▶ [Task requirements]:
Return the following from the records below: each line, word for word, starting with the line that contains "Target: white jersey" and going on through the line that contains "Target: spectator in stand", with nothing outside that range.

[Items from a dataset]
--------------------------------------------------

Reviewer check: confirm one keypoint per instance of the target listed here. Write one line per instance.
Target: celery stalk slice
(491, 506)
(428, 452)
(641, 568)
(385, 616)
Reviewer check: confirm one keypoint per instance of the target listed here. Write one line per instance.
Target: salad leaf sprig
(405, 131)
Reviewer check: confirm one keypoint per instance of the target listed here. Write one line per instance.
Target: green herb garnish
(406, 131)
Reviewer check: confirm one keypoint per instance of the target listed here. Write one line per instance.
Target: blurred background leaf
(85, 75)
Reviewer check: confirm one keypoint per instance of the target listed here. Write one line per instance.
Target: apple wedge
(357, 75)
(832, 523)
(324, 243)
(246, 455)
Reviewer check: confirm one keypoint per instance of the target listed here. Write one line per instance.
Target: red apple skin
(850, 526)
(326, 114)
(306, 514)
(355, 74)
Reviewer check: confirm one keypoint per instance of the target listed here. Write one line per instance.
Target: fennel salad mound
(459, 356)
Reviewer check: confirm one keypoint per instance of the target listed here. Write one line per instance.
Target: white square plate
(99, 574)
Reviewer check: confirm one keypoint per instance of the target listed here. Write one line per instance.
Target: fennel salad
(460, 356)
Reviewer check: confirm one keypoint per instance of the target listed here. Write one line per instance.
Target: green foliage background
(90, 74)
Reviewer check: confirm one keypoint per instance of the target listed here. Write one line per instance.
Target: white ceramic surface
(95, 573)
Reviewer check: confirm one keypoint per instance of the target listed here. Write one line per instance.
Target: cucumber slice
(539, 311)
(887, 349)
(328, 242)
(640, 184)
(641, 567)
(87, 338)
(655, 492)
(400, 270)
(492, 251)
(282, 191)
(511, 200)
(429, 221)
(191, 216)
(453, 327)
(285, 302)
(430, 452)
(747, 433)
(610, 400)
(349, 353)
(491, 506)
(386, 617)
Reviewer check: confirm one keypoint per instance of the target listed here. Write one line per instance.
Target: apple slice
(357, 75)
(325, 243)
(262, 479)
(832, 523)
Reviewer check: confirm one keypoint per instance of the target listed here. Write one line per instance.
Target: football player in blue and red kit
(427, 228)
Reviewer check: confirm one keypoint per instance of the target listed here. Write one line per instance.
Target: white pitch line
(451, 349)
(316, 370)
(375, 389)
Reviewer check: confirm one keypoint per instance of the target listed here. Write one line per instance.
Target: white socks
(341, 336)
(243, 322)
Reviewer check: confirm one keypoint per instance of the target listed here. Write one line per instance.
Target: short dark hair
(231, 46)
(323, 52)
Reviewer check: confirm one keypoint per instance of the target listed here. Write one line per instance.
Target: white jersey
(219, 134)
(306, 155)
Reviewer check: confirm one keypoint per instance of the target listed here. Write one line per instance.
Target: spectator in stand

--------------------------------------------------

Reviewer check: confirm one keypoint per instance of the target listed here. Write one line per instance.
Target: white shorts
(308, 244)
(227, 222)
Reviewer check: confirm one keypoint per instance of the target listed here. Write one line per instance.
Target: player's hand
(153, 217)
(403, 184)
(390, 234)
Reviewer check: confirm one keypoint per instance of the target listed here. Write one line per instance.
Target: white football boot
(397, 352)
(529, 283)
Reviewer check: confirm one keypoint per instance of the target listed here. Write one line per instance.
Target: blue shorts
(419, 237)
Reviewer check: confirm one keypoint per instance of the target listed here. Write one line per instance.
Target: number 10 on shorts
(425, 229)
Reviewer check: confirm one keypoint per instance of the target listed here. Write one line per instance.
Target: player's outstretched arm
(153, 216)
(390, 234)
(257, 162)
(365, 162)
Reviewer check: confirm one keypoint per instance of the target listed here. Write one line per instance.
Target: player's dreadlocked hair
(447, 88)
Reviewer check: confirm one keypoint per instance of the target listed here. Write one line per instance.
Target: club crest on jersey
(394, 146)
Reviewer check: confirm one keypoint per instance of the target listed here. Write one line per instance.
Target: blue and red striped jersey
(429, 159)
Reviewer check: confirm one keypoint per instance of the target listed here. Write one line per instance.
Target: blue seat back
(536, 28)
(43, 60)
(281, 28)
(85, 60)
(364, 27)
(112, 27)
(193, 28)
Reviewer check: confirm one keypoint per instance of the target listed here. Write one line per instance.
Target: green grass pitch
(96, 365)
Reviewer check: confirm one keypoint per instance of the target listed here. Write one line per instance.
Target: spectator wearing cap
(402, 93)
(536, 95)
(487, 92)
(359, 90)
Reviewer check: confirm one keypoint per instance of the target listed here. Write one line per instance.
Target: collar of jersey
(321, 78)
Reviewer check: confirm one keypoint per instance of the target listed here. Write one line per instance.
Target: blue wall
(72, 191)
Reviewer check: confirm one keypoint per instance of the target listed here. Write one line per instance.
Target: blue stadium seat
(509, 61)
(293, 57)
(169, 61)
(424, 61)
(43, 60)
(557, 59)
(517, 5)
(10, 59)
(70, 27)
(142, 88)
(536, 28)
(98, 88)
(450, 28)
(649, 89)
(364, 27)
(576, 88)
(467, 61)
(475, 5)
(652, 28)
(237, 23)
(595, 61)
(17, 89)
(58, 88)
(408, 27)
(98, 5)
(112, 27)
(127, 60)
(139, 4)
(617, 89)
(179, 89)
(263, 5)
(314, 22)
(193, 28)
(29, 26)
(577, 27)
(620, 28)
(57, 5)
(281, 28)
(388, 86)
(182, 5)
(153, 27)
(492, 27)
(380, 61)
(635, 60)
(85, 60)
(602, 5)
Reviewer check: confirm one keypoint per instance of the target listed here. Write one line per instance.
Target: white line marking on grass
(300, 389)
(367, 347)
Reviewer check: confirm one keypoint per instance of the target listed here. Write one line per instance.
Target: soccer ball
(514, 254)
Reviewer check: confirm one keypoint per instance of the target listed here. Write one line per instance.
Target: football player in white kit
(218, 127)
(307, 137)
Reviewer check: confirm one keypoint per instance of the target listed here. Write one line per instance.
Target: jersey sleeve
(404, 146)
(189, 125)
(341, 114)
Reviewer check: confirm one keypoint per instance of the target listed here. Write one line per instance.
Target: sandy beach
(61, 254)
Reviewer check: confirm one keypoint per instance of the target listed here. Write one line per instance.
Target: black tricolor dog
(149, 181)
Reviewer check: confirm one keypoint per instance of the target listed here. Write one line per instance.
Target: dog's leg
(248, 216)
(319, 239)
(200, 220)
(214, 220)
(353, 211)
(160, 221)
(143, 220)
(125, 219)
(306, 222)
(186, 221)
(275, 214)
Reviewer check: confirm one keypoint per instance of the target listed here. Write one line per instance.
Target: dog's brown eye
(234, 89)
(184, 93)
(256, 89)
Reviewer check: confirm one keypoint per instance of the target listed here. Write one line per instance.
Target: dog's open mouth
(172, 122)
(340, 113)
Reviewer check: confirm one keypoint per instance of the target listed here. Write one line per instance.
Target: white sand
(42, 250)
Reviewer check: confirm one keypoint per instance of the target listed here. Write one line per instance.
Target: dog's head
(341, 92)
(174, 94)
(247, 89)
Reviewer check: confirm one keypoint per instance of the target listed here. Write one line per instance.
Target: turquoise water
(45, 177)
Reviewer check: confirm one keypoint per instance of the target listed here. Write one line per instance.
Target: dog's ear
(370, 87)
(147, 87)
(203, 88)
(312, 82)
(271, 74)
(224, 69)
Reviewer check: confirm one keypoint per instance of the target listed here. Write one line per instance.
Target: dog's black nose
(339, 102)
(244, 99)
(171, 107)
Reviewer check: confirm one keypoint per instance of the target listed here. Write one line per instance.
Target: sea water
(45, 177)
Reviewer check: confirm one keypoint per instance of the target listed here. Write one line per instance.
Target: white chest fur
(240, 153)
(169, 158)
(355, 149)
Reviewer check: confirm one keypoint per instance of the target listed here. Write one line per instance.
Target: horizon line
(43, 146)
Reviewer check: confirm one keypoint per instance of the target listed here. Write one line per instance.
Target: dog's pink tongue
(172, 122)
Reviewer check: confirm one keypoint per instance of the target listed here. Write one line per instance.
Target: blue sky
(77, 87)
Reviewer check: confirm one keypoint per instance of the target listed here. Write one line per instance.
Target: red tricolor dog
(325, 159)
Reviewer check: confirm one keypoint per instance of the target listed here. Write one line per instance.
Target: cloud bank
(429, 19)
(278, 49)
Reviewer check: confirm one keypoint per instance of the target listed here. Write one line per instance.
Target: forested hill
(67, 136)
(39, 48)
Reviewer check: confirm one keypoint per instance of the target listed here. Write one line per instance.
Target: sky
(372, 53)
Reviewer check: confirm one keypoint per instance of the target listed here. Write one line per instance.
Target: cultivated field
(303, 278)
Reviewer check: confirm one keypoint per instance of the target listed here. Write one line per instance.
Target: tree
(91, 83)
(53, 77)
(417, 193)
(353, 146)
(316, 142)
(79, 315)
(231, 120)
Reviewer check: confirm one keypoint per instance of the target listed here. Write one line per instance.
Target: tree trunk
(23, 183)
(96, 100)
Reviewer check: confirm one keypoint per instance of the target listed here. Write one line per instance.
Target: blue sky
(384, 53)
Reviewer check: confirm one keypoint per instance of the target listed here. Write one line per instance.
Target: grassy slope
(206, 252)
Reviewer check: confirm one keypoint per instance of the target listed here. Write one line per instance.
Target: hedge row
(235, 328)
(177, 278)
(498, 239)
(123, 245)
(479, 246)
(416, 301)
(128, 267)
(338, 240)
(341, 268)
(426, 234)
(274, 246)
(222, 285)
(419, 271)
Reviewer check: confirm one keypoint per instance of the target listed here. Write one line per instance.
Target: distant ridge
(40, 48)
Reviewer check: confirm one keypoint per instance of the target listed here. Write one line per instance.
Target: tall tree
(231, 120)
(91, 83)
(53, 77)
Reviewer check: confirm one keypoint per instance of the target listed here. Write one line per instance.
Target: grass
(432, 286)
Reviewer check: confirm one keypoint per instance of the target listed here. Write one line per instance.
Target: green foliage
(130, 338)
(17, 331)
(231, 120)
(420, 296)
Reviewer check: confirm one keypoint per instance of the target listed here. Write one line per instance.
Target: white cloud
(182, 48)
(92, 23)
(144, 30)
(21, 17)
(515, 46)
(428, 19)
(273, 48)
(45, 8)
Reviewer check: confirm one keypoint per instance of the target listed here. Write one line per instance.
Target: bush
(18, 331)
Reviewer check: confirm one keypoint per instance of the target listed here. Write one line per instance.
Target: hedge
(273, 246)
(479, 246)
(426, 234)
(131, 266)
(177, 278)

--------------------------------------------------

▶ [Answer to the problem]:
Target: white jersey
(219, 134)
(306, 155)
Reviewer check: confirm one keypoint per instance of the target listed here. Write one line per instance.
Target: spectator in stand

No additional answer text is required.